» DESCRIPTION OF THE TASK
Copy everything from the line containing "find the building facade" down to the end of the data, adding 141 to each number in the coordinates and keeping every other line unchanged. Leave the pictures out of your answer.

» EXCERPTED RECORDS
-----
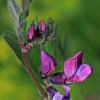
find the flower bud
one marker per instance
(48, 64)
(31, 34)
(41, 28)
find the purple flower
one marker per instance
(31, 33)
(48, 64)
(41, 28)
(55, 94)
(74, 71)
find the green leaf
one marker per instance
(33, 54)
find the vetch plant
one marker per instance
(39, 33)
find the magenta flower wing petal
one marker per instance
(57, 96)
(48, 63)
(83, 72)
(42, 27)
(71, 65)
(79, 56)
(31, 33)
(66, 96)
(58, 78)
(66, 88)
(51, 91)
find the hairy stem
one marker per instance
(29, 69)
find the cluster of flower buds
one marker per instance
(37, 31)
(74, 72)
(39, 34)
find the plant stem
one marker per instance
(29, 69)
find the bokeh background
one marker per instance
(78, 29)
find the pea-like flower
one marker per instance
(41, 28)
(74, 71)
(55, 94)
(31, 33)
(48, 64)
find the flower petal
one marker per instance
(66, 88)
(66, 96)
(41, 28)
(31, 33)
(58, 78)
(57, 96)
(83, 72)
(72, 64)
(48, 63)
(51, 91)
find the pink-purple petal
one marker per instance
(66, 88)
(42, 27)
(72, 64)
(58, 78)
(48, 63)
(83, 72)
(57, 96)
(31, 33)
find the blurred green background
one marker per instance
(78, 29)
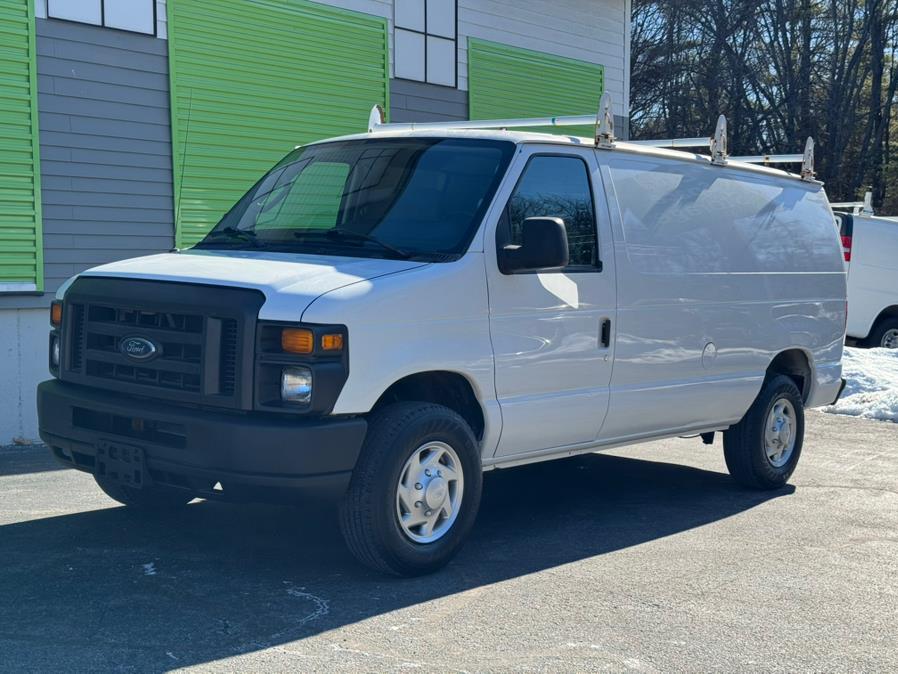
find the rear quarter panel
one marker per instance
(708, 255)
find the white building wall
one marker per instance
(23, 363)
(596, 31)
(40, 12)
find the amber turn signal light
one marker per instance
(332, 342)
(297, 340)
(56, 314)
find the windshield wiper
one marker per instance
(233, 234)
(349, 235)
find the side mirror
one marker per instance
(543, 248)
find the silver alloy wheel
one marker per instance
(780, 433)
(890, 339)
(429, 493)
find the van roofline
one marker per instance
(536, 138)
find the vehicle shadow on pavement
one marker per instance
(24, 459)
(111, 588)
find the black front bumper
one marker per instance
(258, 457)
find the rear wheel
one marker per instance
(762, 450)
(884, 334)
(147, 498)
(415, 490)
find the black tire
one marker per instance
(874, 339)
(148, 498)
(368, 517)
(744, 443)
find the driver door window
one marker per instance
(558, 187)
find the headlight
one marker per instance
(296, 385)
(54, 351)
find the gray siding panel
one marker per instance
(105, 147)
(419, 102)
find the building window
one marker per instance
(136, 16)
(424, 41)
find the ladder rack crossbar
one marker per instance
(770, 159)
(513, 123)
(673, 142)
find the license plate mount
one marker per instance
(123, 464)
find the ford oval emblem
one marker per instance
(138, 348)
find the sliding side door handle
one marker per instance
(605, 333)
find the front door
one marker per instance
(552, 333)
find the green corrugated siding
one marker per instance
(508, 82)
(250, 79)
(20, 200)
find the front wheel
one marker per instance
(762, 450)
(415, 491)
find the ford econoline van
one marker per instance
(383, 317)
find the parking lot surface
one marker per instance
(647, 558)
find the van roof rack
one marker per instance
(604, 135)
(864, 207)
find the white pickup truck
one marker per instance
(383, 317)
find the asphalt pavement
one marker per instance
(647, 558)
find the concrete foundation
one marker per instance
(23, 364)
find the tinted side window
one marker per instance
(556, 187)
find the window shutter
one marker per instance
(21, 264)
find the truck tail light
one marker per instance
(846, 247)
(56, 314)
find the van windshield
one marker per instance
(403, 198)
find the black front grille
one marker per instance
(197, 347)
(179, 339)
(228, 365)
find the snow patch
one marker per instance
(871, 391)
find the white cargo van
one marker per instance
(870, 247)
(385, 316)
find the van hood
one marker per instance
(290, 282)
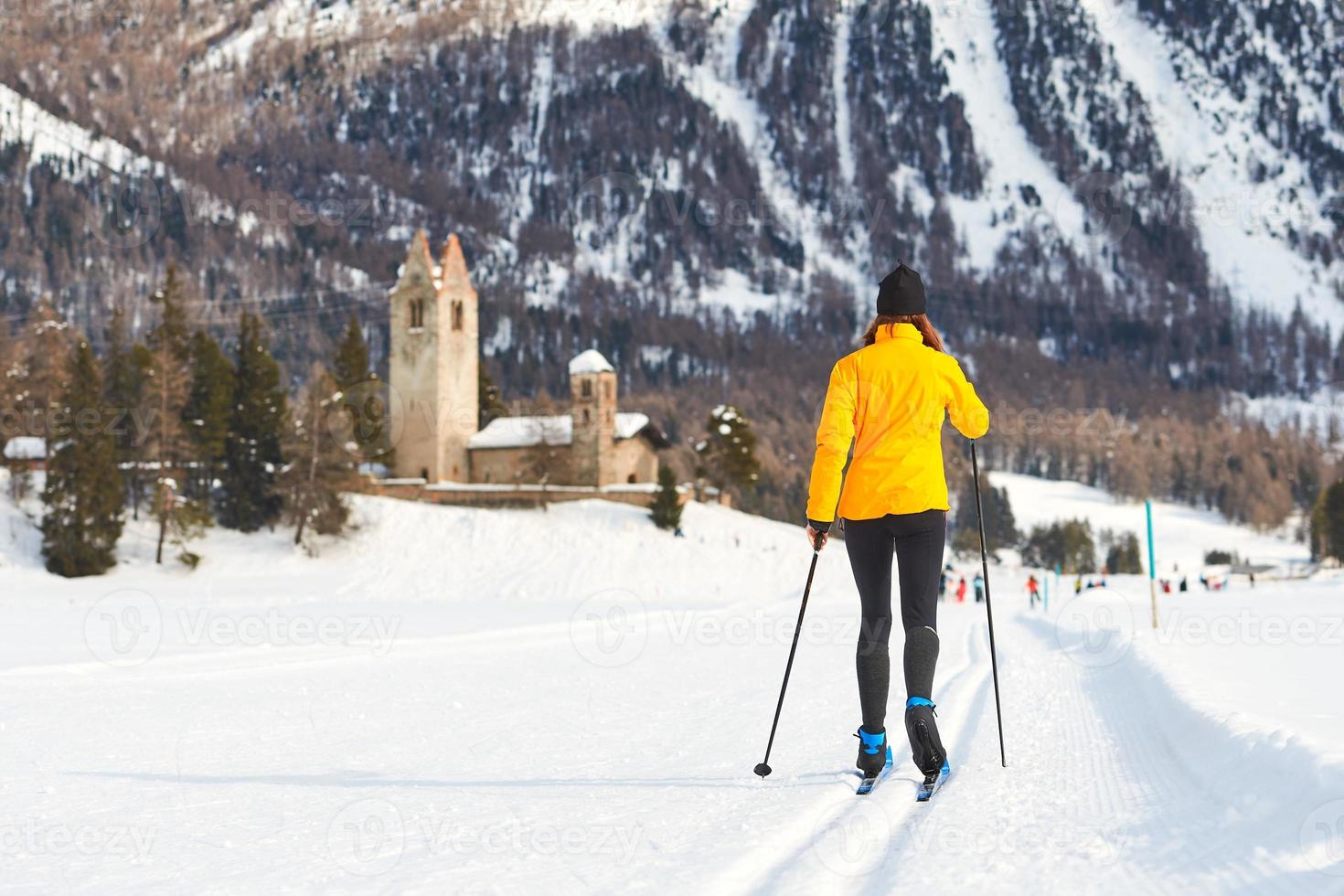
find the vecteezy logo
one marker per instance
(611, 627)
(368, 837)
(1103, 197)
(603, 205)
(1095, 629)
(372, 420)
(1323, 838)
(123, 629)
(125, 209)
(855, 842)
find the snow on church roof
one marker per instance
(526, 432)
(26, 448)
(591, 361)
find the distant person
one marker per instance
(887, 402)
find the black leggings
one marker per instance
(917, 540)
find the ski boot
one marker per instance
(925, 743)
(874, 752)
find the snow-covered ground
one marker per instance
(571, 701)
(1181, 535)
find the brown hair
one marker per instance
(921, 321)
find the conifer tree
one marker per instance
(1328, 523)
(208, 411)
(1000, 524)
(351, 361)
(317, 463)
(728, 453)
(39, 379)
(82, 496)
(167, 445)
(666, 508)
(488, 398)
(172, 329)
(125, 374)
(253, 452)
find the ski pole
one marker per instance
(989, 612)
(763, 769)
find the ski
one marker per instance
(871, 781)
(932, 784)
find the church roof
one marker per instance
(452, 262)
(591, 361)
(26, 448)
(527, 432)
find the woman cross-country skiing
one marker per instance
(889, 400)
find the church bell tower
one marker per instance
(434, 361)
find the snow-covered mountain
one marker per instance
(569, 701)
(1100, 180)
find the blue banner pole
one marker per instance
(1152, 561)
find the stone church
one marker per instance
(434, 369)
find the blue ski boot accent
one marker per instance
(932, 784)
(875, 759)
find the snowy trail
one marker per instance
(603, 739)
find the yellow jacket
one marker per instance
(889, 400)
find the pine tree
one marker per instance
(728, 453)
(488, 397)
(351, 361)
(253, 446)
(666, 508)
(168, 446)
(39, 380)
(1000, 524)
(363, 400)
(208, 411)
(82, 496)
(319, 465)
(125, 372)
(1328, 523)
(172, 331)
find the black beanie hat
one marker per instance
(902, 292)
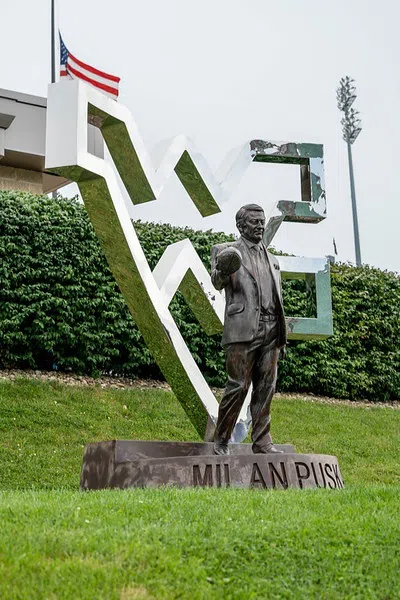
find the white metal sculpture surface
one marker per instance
(71, 105)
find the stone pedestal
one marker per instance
(124, 464)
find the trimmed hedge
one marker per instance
(61, 309)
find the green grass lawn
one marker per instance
(56, 542)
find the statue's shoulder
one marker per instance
(224, 245)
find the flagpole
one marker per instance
(53, 42)
(53, 53)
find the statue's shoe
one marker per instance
(270, 449)
(221, 448)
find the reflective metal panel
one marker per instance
(71, 105)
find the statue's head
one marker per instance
(250, 220)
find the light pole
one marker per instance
(351, 128)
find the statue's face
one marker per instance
(254, 226)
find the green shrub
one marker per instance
(60, 308)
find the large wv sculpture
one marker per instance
(71, 106)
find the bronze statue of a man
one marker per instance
(254, 330)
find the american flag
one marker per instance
(72, 68)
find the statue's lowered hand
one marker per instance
(229, 260)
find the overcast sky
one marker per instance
(226, 71)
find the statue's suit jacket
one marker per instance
(242, 295)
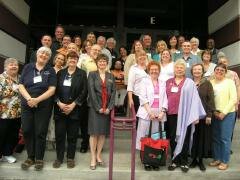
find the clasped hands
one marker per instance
(106, 112)
(66, 108)
(155, 116)
(33, 102)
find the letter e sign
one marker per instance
(152, 20)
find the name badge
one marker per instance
(156, 96)
(15, 86)
(174, 89)
(67, 82)
(37, 79)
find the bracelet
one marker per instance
(164, 110)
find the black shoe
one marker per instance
(194, 163)
(147, 167)
(201, 166)
(83, 150)
(172, 167)
(155, 168)
(184, 168)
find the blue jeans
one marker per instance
(221, 134)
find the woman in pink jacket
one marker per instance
(153, 104)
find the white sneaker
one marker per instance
(1, 159)
(9, 159)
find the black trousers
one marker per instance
(35, 123)
(136, 106)
(182, 158)
(84, 126)
(9, 129)
(66, 127)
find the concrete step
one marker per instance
(122, 160)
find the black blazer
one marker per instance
(78, 91)
(95, 90)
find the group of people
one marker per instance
(180, 88)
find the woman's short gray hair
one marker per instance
(46, 50)
(111, 39)
(9, 61)
(194, 39)
(180, 62)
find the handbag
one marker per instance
(154, 152)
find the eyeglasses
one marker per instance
(220, 70)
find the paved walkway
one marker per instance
(121, 166)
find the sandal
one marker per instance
(214, 163)
(222, 166)
(92, 167)
(57, 164)
(38, 165)
(147, 167)
(70, 163)
(101, 164)
(27, 164)
(184, 168)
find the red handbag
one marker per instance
(154, 152)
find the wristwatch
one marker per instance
(164, 110)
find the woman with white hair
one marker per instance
(194, 45)
(37, 86)
(184, 111)
(10, 110)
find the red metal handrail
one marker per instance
(123, 124)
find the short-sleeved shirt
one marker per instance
(136, 75)
(30, 71)
(173, 94)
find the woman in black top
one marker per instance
(71, 93)
(202, 136)
(37, 86)
(102, 90)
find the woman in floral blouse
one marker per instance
(9, 110)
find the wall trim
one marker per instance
(12, 25)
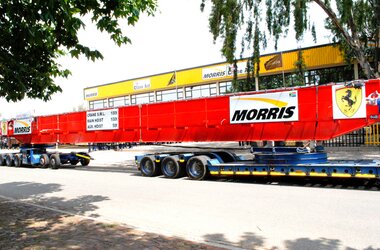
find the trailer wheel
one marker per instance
(55, 161)
(8, 160)
(2, 160)
(148, 167)
(196, 167)
(74, 162)
(17, 160)
(171, 168)
(44, 160)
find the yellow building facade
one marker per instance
(210, 80)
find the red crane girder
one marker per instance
(305, 113)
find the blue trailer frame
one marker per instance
(276, 161)
(38, 155)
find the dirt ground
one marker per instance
(24, 226)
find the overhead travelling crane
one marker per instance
(309, 113)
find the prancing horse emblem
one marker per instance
(349, 100)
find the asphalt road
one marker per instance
(234, 213)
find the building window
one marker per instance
(126, 100)
(200, 91)
(99, 104)
(169, 95)
(133, 99)
(151, 97)
(117, 101)
(225, 88)
(142, 98)
(91, 105)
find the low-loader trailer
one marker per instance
(312, 113)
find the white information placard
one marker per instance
(103, 119)
(266, 107)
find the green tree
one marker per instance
(34, 33)
(354, 24)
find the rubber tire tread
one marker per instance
(156, 169)
(203, 159)
(57, 161)
(180, 169)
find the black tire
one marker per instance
(55, 161)
(44, 161)
(9, 160)
(74, 162)
(2, 160)
(83, 161)
(148, 167)
(171, 168)
(17, 160)
(196, 167)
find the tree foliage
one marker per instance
(34, 33)
(354, 24)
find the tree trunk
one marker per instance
(377, 38)
(352, 42)
(363, 61)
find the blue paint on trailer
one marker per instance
(283, 161)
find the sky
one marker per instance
(177, 37)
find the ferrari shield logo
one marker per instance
(348, 102)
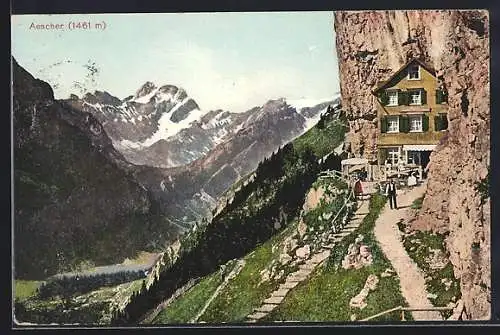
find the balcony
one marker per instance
(428, 137)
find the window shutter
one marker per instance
(439, 97)
(423, 95)
(445, 96)
(383, 124)
(382, 155)
(404, 124)
(425, 123)
(402, 98)
(437, 122)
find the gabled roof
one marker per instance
(426, 66)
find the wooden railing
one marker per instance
(407, 309)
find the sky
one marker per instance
(232, 61)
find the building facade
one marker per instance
(412, 116)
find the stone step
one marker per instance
(288, 285)
(274, 300)
(281, 292)
(266, 308)
(257, 315)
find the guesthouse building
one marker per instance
(412, 118)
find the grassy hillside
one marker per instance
(248, 220)
(324, 296)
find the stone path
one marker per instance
(293, 279)
(390, 239)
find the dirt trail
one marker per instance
(410, 276)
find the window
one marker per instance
(415, 123)
(415, 97)
(414, 157)
(414, 72)
(393, 98)
(393, 124)
(393, 156)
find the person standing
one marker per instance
(390, 191)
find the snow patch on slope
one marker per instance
(302, 103)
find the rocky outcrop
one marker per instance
(371, 45)
(75, 196)
(358, 255)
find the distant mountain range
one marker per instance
(98, 178)
(162, 126)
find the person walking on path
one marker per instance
(390, 191)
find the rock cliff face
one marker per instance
(373, 44)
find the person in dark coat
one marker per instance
(390, 191)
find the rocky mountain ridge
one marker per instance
(164, 127)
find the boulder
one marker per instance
(303, 252)
(359, 300)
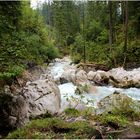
-----
» RESPONSE TO THIS TASK
find the building facade
one marker per instance
(553, 257)
find the stone step
one marker per instance
(429, 426)
(415, 441)
(422, 433)
(407, 449)
(398, 456)
find the guesthouse building
one marker per instance
(553, 259)
find the grassy hillside
one marker per instance
(389, 361)
(465, 437)
find the stone path
one marker per instance
(434, 420)
(531, 380)
find the dirt trail
one marker per instance
(551, 417)
find the window
one marker per instance
(556, 264)
(556, 238)
(555, 298)
(555, 213)
(534, 239)
(534, 265)
(534, 297)
find the person standing
one marker per instance
(531, 332)
find the snow patch on slope
one marker per instance
(443, 244)
find the rocky outcrop
one marker per instance
(512, 186)
(216, 337)
(499, 396)
find the distant mountain range
one marker per instance
(239, 319)
(303, 267)
find the person walking on path
one marker per instance
(531, 332)
find the rock cliff face
one marker per instance
(514, 185)
find the person in dark coat
one marker per instance
(531, 332)
find the rocky mountain ridge
one marker per instance
(305, 268)
find the boulder
one marker per instance
(444, 393)
(500, 441)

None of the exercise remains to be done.